§ **WHAT THE TASK ASKS**
Answer these questions about the copy_file_range thread:
1. In which documentation file does the reply suggest describing copy_file_range and clone_file_range?
2. Which function does the proposal name as a current user of the 32bit count that could use a 64bit count?
3. How many files does the patch change?

++++ PAGE EXCERPT

We discussed this a bit privately, but I'll note it here too.

Server-to-server copy seems like a nice thing to me as well. There are
several filesystems that can likely make use of that ability.

I don't have a real opinion on the API change either, but you're making
a very subtle change with this patch. Prior to this, the existing
copy_file_range calls could count on the superblocks being the same.
Now, it looks like you can pass them any old file pointer.

The exsiting copy_file_range file ops need to be fixed to vet the struct
files they've been handed if you want to do this.

It would also be nice to see something on copy_file_range and
clone_file_range in Documentation/filesystems/vfs.txt.

Cheers,
Anna Schumaker June 26, 2017, 1:21 p.m. UTC | #12
On 06/24/2017 09:23 AM, Jeff Layton wrote:
> On Wed, 2017-06-14 at 13:06 -0400, Olga Kornievskaia wrote:
>> This is a proposal to allow 64bit count to copy and return as
>> a result of a copy_file_range. No attempt was made to share code
>> with the 32bit function because 32bit interface should probably
>> get depreciated.
>>
>> Why use 64bit? Current uses of 32bit are by clone_file_range()
>> which could use 64bit count and NFS copy_file_range also supports
>> 64bit count value.
>>
>> Also with this proposal off-the-bet allow the userland to copy
>> between different mount points.
>>
>> Signed-off-by: Olga Kornievskaia <kolga@netapp.com>
>> ---
>>  arch/x86/entry/syscalls/syscall_32.tbl |   1 +
>>  arch/x86/entry/syscalls/syscall_64.tbl |   1 +
>>  fs/read_write.c                        | 136 +++++++++++++++++++++++++++++++++
>>  include/linux/fs.h                     |   4 +
>>  include/linux/syscalls.h               |   3 +
>>  include/uapi/asm-generic/unistd.h      |   4 +-
>>  kernel/sys_ni.c                        |   1 +
>>  7 files changed, 149 insertions(+), 1 deletion(-)

++++++++
++++ ENTRIES

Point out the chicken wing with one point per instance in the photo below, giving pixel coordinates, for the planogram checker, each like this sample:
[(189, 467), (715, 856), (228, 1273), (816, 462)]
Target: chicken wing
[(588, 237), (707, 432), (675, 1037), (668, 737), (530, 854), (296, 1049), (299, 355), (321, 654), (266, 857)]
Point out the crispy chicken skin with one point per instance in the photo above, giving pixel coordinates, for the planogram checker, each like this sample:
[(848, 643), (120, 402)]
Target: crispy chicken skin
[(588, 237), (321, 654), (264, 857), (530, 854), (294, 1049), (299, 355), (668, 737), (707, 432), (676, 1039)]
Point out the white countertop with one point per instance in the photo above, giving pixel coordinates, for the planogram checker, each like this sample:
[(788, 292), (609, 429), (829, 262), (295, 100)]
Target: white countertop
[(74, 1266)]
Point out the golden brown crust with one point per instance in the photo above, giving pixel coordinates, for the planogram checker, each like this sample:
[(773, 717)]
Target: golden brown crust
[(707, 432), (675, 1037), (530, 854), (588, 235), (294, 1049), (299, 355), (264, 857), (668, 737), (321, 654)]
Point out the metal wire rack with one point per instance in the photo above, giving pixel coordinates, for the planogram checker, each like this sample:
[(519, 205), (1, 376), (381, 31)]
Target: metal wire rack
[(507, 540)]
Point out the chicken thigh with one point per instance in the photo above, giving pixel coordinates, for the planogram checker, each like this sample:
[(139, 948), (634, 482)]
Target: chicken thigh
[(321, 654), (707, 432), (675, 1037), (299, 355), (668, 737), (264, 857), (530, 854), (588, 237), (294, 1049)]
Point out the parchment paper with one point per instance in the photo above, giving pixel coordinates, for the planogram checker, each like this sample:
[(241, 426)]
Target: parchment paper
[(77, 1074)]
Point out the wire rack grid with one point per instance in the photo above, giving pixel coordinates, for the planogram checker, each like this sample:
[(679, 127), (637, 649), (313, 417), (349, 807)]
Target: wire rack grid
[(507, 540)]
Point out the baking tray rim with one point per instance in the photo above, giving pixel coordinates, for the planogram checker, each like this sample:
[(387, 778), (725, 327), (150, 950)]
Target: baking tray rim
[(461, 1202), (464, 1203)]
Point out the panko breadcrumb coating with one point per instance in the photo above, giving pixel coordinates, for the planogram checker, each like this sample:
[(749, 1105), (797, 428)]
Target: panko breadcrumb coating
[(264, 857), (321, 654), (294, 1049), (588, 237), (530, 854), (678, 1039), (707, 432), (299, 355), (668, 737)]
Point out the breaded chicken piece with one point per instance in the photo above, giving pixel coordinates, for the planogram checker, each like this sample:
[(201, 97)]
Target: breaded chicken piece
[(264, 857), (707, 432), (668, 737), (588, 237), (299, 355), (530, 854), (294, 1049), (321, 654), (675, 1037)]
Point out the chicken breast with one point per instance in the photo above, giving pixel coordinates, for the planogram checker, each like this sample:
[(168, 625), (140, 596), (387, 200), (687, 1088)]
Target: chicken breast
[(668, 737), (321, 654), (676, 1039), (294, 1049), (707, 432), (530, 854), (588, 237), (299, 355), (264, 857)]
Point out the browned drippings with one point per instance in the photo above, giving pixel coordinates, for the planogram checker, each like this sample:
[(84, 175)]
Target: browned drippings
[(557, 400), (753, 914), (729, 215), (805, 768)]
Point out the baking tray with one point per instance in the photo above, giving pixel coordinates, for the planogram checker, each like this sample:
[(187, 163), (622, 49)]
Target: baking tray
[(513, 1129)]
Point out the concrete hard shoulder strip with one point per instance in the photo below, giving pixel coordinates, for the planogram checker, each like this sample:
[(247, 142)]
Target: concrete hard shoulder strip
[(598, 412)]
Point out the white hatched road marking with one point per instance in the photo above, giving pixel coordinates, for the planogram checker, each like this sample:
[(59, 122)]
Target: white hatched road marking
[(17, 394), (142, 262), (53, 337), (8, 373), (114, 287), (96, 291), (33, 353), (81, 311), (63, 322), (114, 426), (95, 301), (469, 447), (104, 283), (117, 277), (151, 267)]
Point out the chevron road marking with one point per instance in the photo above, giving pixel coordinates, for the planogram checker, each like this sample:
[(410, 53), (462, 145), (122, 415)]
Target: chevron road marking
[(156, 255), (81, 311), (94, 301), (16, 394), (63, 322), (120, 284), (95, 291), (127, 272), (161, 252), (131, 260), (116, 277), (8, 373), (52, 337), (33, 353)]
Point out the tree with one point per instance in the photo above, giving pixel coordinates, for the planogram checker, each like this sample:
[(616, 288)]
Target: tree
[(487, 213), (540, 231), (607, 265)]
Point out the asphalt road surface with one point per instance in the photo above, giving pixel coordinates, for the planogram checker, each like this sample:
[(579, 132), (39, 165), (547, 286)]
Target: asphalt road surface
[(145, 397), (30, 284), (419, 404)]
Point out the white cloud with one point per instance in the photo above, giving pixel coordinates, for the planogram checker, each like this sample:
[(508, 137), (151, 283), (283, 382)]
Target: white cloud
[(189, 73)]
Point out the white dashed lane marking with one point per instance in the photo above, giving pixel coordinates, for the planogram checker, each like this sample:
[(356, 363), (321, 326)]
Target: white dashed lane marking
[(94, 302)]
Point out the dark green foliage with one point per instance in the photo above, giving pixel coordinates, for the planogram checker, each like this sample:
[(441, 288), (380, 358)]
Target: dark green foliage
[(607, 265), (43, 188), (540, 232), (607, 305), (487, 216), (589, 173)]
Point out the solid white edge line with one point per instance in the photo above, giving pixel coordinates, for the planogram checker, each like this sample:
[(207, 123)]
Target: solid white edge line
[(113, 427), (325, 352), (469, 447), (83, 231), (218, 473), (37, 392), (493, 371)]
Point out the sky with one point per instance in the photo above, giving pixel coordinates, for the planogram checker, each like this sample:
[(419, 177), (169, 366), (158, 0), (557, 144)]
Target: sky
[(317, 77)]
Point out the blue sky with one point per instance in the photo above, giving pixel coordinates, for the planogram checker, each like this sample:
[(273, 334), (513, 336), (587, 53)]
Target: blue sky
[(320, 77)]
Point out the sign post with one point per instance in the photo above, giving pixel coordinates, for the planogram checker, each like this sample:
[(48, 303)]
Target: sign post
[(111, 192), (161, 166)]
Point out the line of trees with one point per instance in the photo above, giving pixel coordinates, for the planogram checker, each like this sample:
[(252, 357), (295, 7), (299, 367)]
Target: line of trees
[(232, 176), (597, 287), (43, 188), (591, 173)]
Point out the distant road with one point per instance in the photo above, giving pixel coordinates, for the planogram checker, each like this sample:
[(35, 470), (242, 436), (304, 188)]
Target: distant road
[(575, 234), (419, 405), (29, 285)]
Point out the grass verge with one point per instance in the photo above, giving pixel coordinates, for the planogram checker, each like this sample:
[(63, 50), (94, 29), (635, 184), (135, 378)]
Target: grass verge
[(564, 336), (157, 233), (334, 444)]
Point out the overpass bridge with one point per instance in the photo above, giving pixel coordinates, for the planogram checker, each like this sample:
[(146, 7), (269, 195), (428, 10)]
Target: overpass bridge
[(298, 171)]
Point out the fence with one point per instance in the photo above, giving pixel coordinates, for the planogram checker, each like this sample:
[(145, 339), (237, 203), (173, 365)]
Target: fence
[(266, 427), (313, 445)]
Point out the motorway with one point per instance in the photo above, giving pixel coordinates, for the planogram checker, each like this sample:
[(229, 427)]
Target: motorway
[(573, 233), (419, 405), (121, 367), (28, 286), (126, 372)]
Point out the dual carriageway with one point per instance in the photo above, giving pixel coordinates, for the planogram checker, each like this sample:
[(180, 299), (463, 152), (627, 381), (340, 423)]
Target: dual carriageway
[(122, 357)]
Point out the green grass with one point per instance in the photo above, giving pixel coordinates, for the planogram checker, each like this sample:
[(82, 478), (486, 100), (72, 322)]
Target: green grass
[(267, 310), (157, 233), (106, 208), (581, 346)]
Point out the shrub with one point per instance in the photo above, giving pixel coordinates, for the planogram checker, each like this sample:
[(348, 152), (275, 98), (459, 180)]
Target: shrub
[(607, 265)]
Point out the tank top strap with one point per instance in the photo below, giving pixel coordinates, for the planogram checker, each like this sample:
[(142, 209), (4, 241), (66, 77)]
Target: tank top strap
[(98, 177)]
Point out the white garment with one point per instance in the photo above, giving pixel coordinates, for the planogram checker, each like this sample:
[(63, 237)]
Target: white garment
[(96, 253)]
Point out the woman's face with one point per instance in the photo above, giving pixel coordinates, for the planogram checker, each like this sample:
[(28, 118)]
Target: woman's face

++++++++

§ **TASK SOLUTION**
1. Documentation/filesystems/vfs.txt
2. clone_file_range()
3. 7 files